>> START Records for the exercise

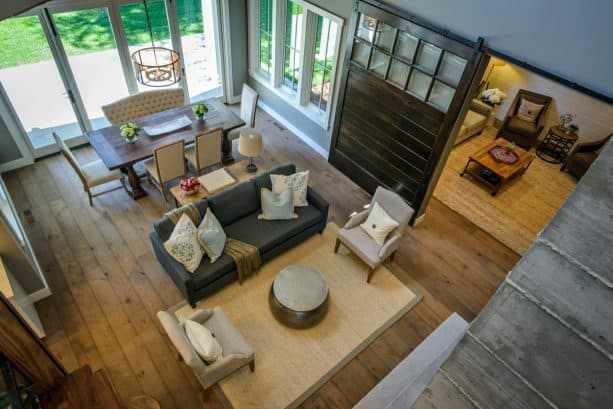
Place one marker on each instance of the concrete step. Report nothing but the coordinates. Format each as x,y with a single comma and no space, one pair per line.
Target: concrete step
407,380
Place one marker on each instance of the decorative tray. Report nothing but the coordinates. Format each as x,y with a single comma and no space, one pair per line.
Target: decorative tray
169,126
503,155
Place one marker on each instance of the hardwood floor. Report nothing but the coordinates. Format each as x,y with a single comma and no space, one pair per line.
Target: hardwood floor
107,285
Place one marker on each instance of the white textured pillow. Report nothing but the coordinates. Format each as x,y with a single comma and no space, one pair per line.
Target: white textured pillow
297,182
183,244
379,224
529,111
203,341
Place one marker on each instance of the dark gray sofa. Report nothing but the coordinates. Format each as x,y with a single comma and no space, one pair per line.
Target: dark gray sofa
237,209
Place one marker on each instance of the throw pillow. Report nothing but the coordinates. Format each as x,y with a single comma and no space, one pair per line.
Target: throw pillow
379,224
277,206
203,341
183,244
211,236
529,111
297,182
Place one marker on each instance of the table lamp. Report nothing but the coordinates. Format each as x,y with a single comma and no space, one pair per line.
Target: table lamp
250,144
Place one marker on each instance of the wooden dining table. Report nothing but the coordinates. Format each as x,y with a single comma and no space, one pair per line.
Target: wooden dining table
116,153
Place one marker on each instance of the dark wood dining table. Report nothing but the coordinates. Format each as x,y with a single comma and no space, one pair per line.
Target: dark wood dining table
116,153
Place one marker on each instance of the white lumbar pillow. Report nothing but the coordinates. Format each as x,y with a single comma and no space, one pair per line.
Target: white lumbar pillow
183,244
379,224
203,341
297,183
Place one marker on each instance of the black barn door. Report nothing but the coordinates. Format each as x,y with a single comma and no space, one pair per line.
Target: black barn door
402,89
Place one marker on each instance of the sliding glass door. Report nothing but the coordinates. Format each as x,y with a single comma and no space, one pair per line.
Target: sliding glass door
88,41
33,83
61,62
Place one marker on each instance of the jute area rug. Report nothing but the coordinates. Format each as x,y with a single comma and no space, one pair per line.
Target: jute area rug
519,211
291,364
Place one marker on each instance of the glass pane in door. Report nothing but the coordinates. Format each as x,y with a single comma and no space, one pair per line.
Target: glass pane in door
134,20
33,84
87,38
202,69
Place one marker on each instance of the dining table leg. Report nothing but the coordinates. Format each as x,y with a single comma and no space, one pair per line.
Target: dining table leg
135,190
226,149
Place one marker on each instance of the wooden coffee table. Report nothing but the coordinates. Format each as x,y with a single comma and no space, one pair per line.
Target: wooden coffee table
236,170
481,161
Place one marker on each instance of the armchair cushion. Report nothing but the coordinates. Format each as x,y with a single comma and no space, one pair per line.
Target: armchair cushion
361,244
203,341
378,224
521,126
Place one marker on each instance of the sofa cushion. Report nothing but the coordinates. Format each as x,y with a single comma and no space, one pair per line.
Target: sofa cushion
268,234
520,126
234,203
263,179
165,226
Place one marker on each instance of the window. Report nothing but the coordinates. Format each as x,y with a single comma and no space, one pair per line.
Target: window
293,44
299,46
265,38
325,46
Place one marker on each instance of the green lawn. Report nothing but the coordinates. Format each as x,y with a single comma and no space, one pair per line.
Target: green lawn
22,40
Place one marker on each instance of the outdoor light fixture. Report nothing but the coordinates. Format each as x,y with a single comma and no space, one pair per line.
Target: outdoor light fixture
156,66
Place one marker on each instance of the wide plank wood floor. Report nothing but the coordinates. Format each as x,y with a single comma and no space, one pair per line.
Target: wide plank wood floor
107,285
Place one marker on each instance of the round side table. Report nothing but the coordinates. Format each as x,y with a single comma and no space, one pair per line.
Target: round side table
556,145
298,296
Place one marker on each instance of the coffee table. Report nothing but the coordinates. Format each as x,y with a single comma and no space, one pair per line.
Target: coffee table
236,170
481,161
298,296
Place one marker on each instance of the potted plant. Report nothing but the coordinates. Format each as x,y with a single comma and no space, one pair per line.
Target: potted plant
129,131
200,110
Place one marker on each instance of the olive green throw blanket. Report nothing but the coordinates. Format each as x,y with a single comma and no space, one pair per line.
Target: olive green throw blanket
245,256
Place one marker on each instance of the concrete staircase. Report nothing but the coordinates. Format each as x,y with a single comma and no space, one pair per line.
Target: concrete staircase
545,340
407,380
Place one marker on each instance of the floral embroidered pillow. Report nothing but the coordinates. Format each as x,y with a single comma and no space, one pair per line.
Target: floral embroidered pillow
298,183
183,244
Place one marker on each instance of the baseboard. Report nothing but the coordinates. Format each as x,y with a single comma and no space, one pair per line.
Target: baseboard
306,139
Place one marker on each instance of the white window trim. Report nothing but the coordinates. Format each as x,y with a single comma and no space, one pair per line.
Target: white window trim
298,100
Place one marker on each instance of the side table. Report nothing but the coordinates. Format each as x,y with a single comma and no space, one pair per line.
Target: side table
556,145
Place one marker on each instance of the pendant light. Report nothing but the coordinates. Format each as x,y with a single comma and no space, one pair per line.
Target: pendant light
156,66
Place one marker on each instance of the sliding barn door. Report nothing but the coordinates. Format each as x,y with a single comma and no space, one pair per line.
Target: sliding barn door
402,89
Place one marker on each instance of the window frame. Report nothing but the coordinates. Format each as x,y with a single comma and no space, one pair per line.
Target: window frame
300,99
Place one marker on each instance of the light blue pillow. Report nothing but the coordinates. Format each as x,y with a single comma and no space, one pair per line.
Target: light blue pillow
211,236
277,206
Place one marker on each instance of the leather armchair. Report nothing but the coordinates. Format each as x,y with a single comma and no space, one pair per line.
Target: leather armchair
352,236
582,155
524,133
236,352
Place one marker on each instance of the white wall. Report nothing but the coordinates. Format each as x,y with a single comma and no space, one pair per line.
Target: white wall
595,118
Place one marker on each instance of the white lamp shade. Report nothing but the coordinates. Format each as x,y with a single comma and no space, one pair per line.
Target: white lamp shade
250,142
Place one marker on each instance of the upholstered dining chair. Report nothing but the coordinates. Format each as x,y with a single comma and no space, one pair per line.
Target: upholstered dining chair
206,151
249,103
142,104
516,128
361,244
236,352
168,163
91,174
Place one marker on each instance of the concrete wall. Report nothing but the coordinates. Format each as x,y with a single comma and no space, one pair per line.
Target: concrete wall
545,340
594,117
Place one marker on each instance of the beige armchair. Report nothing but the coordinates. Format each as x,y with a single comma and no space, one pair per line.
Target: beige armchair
362,245
236,352
142,104
91,174
249,103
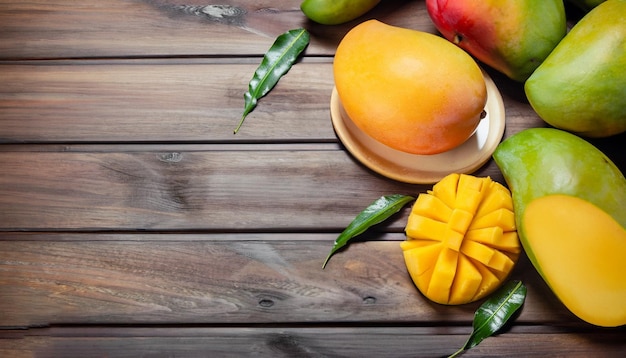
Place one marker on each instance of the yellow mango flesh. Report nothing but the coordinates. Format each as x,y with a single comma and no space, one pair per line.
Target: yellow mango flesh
461,239
581,253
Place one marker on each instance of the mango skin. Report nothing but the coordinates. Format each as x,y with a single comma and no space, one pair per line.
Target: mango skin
581,86
511,36
334,12
541,162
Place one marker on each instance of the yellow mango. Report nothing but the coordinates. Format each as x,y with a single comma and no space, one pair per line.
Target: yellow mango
590,275
461,240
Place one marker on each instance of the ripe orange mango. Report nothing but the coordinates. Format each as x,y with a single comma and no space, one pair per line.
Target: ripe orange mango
410,90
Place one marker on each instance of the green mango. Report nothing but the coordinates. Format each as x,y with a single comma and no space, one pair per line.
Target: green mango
569,201
581,86
334,12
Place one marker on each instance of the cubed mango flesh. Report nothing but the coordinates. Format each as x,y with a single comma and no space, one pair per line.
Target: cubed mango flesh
461,240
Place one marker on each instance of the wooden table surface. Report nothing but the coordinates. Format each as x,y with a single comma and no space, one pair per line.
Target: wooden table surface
133,222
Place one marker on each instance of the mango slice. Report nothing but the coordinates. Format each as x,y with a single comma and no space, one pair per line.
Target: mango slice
581,251
461,239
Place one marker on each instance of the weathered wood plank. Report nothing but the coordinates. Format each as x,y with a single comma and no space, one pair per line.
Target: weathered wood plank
148,280
177,190
362,341
194,101
45,29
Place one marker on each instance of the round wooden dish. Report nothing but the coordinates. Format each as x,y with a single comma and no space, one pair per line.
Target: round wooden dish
423,169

>> END Records for the exercise

What you should do:
Return the line that contains "Place one marker on each instance of the mango skin." along with every line after it through the end of the entries, exactly, adding nothing.

Right answer:
Place one marker on each instance of the mango skin. Report nothing but the coordinates. Format each as x,y with a single comma and no space, one pair per line.
Target: mango skin
581,86
511,36
334,12
541,162
Place one marker on each instance of the yellow mango. Report nothing but the coordinates. Format each as x,y with a single comma and no space, one pair per line.
Target: yellow mango
590,275
461,240
Place one marker on each instance of the ripe orange mango. Report nothing but the coordinates. Format each as x,y with a single comma and no space, one pair per line.
Target: ripe orange mango
410,90
Place one marker on each instance of the green mango. Report nothing but the coordinates. Format each as x,y with a single comma and no space, one pair per line.
Target: green mango
569,201
581,86
334,12
Place one marker on each instance of the cubed mango flesh. Report nothing but the coordinates. Format each as x,y with a single comma and no space, one pair per line.
Target: cubed mango flesh
461,240
Place one marker on each instance of the wooden table surface. Report nothing but the coordinates. Format each as x,y with a single comma and no space, one pair per line.
Target: wooden table surface
133,222
Place one marker on each instance of the mango slice. Report nothing but the coordinates. Format each as x,y with a single comma and no space, one pair per line.
Target: mango slice
581,251
461,239
Place one marker on each instance of the weathered wood plank. Report nothing but the coordinates. Format each as x,y with a single comma and no space, one pair per line.
Target: weathered wood plank
148,280
177,190
362,341
194,101
45,29
Place one marker on each instance of the round wooden dish. Report nothing but the coordinates. Format each as x,y with a single comma and no space, one pair per line.
Target: round wooden dish
423,169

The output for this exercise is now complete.